## Point annotation records:
--------------------------------
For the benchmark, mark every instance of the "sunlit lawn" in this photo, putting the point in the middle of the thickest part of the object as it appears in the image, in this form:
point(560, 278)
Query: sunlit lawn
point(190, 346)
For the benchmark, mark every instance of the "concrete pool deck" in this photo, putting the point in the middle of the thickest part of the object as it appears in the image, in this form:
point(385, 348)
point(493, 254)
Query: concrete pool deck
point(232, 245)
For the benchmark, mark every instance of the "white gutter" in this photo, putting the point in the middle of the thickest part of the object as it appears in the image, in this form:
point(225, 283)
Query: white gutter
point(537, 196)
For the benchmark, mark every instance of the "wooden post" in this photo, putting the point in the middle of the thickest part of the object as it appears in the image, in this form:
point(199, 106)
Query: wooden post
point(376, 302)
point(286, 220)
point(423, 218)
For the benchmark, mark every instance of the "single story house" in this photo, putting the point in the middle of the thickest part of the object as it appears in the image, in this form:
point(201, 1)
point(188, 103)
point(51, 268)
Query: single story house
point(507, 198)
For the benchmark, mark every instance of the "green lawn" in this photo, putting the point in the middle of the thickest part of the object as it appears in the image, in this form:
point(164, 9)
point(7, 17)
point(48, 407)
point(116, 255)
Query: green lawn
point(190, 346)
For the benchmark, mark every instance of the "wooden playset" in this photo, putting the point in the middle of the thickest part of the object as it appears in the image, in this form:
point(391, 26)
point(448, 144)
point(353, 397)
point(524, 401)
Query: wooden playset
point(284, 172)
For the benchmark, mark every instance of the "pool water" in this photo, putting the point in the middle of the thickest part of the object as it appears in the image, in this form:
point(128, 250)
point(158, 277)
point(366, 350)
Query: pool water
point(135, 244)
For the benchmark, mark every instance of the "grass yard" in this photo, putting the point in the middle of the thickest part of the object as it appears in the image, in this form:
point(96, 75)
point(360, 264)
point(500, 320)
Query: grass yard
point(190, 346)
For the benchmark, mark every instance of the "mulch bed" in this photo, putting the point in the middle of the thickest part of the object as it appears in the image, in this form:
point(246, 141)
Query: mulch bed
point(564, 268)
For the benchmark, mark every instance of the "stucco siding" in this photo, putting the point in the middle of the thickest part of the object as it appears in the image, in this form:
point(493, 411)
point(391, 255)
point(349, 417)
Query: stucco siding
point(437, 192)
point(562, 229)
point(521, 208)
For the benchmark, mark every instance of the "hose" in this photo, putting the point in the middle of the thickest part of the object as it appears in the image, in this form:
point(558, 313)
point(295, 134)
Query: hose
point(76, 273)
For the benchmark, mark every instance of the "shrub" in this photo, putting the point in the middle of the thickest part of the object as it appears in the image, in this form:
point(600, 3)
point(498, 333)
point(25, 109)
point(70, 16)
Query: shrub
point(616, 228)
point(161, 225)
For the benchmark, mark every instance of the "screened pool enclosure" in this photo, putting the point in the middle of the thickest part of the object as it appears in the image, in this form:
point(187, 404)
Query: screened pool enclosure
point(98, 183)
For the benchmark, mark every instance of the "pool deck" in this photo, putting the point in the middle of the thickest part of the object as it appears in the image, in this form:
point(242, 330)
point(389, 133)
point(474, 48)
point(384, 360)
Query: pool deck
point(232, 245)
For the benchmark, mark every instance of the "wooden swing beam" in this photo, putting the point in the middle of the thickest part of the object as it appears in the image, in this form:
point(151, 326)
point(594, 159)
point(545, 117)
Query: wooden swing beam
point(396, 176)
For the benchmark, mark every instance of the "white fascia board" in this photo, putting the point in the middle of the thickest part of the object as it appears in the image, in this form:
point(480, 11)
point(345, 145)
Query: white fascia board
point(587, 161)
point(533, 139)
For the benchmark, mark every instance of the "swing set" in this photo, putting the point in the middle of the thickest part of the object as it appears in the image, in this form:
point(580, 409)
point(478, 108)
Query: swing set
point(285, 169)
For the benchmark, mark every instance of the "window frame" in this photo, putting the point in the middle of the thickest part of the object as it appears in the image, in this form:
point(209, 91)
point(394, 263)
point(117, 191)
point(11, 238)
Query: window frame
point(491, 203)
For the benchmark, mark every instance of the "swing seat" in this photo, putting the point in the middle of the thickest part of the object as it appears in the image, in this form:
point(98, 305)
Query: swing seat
--------------------------------
## What you are asked to do:
Rewrite every line of the records as a JSON list of strings, one string per line, leaving out blank lines.

## Exercise result:
[
  "For the benchmark, mark every instance of the \"sunlit lawn\" in this photo, putting the point in the middle of the thickest part of the object as it appears in the image, in this form:",
  "point(560, 278)",
  "Query: sunlit lawn",
  "point(190, 346)",
  "For the benchmark, mark every instance of the \"concrete pool deck\" in this photo, putting the point in the middle of the thickest part of the object as it appears in the image, in this form:",
  "point(385, 348)",
  "point(493, 254)",
  "Query: concrete pool deck",
  "point(232, 245)",
  "For the benchmark, mark every instance of the \"white gutter\" in this photo, putting the point in the middle of the thickest part of the object as it appears in the image, in this form:",
  "point(225, 283)",
  "Query: white gutter",
  "point(537, 196)",
  "For the benchmark, mark every instance of the \"wooden post\" in this photo, putting the point in the middle of the thickest part of the object as it appears in the image, in this form:",
  "point(199, 106)",
  "Query: wooden post",
  "point(376, 302)",
  "point(286, 220)",
  "point(423, 218)",
  "For the benchmark, mark every instance of the \"single story house\" in this photo, putting the point in the middle of the thickest part of the object as it appears in the image, in this form:",
  "point(201, 1)",
  "point(188, 103)",
  "point(51, 268)",
  "Query: single story house",
  "point(507, 198)",
  "For the benchmark, mark every instance of the \"green lawn\" in this photo, putting the point in the middle of the thickest part of the object as it appears in the image, in this form:",
  "point(164, 9)",
  "point(7, 17)",
  "point(48, 407)",
  "point(116, 255)",
  "Query: green lawn",
  "point(190, 346)",
  "For the benchmark, mark every instance of the \"wooden playset\" in this photo, putting the point in the middle of the thickest part of the object as it appears in the image, in this form:",
  "point(391, 26)",
  "point(448, 144)",
  "point(353, 397)",
  "point(524, 401)",
  "Query: wooden playset",
  "point(284, 172)",
  "For the benchmark, mark every instance of the \"pool water\" in this photo, putting the point in the middle of the thickest part of the object as it appears in the image, in this form:",
  "point(128, 250)",
  "point(158, 277)",
  "point(366, 350)",
  "Query: pool water",
  "point(135, 244)",
  "For the benchmark, mark every instance of the \"grass yard\" in this photo, putting the point in the middle of the thickest part of the object as it appears in the image, in this form:",
  "point(96, 75)",
  "point(360, 264)",
  "point(500, 320)",
  "Query: grass yard",
  "point(190, 346)",
  "For the benchmark, mark every instance of the \"mulch bed\" in this photo, putting the point in the middle of the thickest part of the object as it appears in the image, in this form:",
  "point(246, 141)",
  "Query: mulch bed",
  "point(564, 268)",
  "For the benchmark, mark every instance of the \"stucco siding\" in this photo, putting the point in the middle of the thickest part of the object as it appears in the image, in this form:",
  "point(493, 411)",
  "point(391, 255)",
  "point(349, 417)",
  "Query: stucco siding",
  "point(437, 192)",
  "point(562, 229)",
  "point(521, 208)",
  "For the benchmark, mark every instance of the \"hose\" in this photo, putting the point in the middle of the thickest part of the object as it appears in the image, in this form:",
  "point(558, 313)",
  "point(295, 134)",
  "Query: hose",
  "point(76, 273)",
  "For the benchmark, mark every instance of the \"shrub\" in this photo, putting the point in the middle of the thickest part of the object as it appears in the image, in this form:",
  "point(600, 3)",
  "point(498, 333)",
  "point(25, 109)",
  "point(70, 16)",
  "Query: shrub",
  "point(616, 228)",
  "point(161, 225)",
  "For the benchmark, mark every instance of the \"screened pool enclosure\" in this photo, putting the point in the middle of the thickest part of the object as it appears in the image, in this form:",
  "point(187, 404)",
  "Query: screened pool enclosure",
  "point(98, 183)",
  "For the benchmark, mark every instance of the \"pool deck\" in this photo, putting the point in the middle of the thickest part of the object as it appears in the image, in this form:",
  "point(242, 330)",
  "point(389, 133)",
  "point(474, 48)",
  "point(384, 360)",
  "Query: pool deck",
  "point(232, 245)",
  "For the benchmark, mark every instance of the \"wooden swing beam\" in this photo, putting the point in the middle of the thickest part of the object as it appears in the image, in this form:",
  "point(151, 326)",
  "point(594, 159)",
  "point(545, 117)",
  "Query: wooden swing beam",
  "point(396, 176)",
  "For the benchmark, mark every instance of the \"white fascia board\" in this photo, putting the point in the middle of the thickest part of the object as it appears in the image, in this form:",
  "point(480, 11)",
  "point(345, 145)",
  "Query: white fascia board",
  "point(587, 161)",
  "point(533, 139)",
  "For the benchmark, mark every instance of the \"swing set\" in this photo, putting the point in the middle of the thickest part of the object as it appears in the image, in this form:",
  "point(580, 409)",
  "point(478, 108)",
  "Query: swing set",
  "point(285, 169)",
  "For the benchmark, mark every instance of the \"window frame\" in this photo, putting the point in the middle of the thickest part of the object as it appears in the image, in this form:",
  "point(209, 91)",
  "point(394, 263)",
  "point(117, 191)",
  "point(11, 238)",
  "Query: window frame",
  "point(491, 203)",
  "For the benchmark, mark every instance of the \"swing seat\" in this photo, putting the point in the middle of the thickest part of the object as it appears in the image, in this form:",
  "point(98, 305)",
  "Query: swing seat"
]